▶ **Task requirements**:
Your answer should hold only the lines from the start of the data below through the line with "TARGET: dead tree trunk", copied exactly, with pictures left out.

▶ **Task data**:
===============

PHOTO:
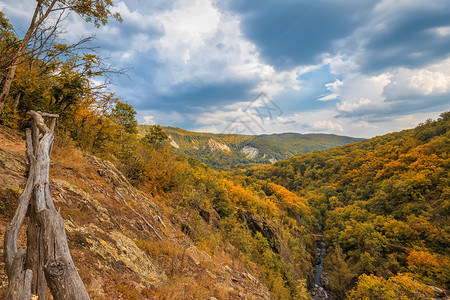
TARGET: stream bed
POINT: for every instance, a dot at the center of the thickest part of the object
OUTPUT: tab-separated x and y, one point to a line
318	291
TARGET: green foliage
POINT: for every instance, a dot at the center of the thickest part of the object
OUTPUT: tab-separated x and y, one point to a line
155	136
401	287
383	201
270	147
339	271
124	115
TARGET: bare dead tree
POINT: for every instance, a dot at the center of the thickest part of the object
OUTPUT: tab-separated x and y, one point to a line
46	262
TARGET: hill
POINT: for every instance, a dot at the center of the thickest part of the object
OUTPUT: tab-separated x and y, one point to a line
232	150
383	206
187	232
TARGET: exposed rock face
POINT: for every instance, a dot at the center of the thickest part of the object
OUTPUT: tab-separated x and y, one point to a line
173	143
215	146
250	152
258	224
109	224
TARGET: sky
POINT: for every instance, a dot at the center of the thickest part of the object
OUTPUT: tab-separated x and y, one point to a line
348	67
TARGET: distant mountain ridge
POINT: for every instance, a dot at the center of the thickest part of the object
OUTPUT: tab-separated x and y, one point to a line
233	150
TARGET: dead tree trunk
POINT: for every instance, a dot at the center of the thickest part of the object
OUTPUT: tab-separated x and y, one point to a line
46	262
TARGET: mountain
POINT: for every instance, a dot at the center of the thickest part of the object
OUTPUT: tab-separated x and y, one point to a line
382	205
232	150
184	232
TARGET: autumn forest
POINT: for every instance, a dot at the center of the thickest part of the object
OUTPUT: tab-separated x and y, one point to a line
380	206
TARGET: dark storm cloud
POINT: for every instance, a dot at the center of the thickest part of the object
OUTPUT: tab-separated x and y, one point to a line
408	38
290	33
192	97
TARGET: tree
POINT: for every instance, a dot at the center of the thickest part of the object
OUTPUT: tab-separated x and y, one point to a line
340	273
155	137
401	287
47	260
124	114
96	11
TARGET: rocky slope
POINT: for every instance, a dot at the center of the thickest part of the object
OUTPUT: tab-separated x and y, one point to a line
123	241
232	150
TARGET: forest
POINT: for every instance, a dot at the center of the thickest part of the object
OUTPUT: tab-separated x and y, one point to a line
382	205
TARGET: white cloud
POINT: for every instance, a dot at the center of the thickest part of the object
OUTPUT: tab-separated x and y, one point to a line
430	80
149	120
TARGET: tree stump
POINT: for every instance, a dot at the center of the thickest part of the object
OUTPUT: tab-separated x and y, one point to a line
46	262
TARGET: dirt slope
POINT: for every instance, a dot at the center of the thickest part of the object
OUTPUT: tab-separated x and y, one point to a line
123	244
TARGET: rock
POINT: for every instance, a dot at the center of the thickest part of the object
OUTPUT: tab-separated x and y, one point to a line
250	152
216	146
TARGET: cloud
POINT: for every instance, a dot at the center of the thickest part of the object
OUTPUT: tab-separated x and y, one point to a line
399	34
354	67
292	33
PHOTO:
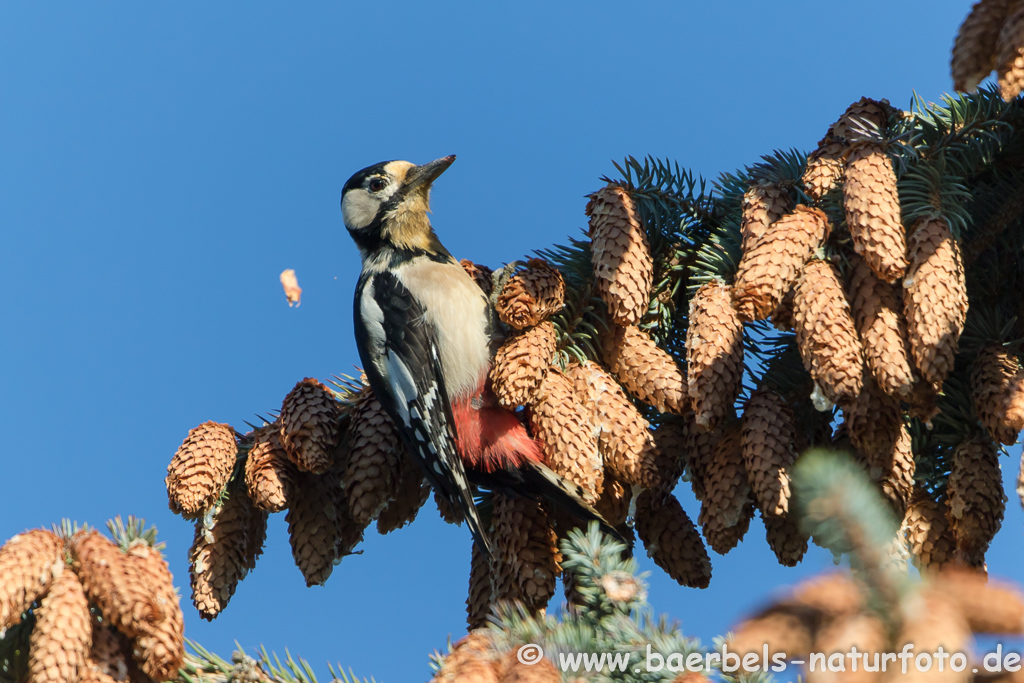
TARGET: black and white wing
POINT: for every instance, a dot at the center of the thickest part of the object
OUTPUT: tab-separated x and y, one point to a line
399	355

===============

▶ **Answer to this task**:
PHOTO:
TARGET: stream bed
POINT: for every instance, a dot at the center of the thickest part of the object
OUTPUT: tab-separated x and y, one point to a line
318	291
TARGET: green foliage
POINT: for every instance, a dot at the center of the thickest part of the object
OUTPUT: tab-separated x and y, one point to a line
155	136
401	287
383	201
270	147
339	271
124	115
TARGET: bare dead tree
POINT: for every instance, a dot at the center of the thickest part of the object
OUTPUT: tab-separated x and y, one point to a line
46	262
TARGET: hill
POINT: for every instance, a dot at the center of the thickest part of the object
OUTPUT: tab-separated x and y, one point to a line
232	150
383	206
187	232
TARGET: exposed rock face
POINT: for every instance, a dot at the center of the thickest part of the object
OUTPUT: tab-separated x and y, one point to a line
173	143
215	146
250	152
258	224
109	224
TARGET: sky
POINT: for every instance, a dot at the center of the thickest part of the object
OUTPUT: tab-separated x and y, one point to a line
348	67
TARGET: distant mountain ridge
POINT: for every instance, a dot at the center of the thickest part of the object
OUTPUT: tab-separated x and y, one point to a line
233	150
TARGET: dead tree trunk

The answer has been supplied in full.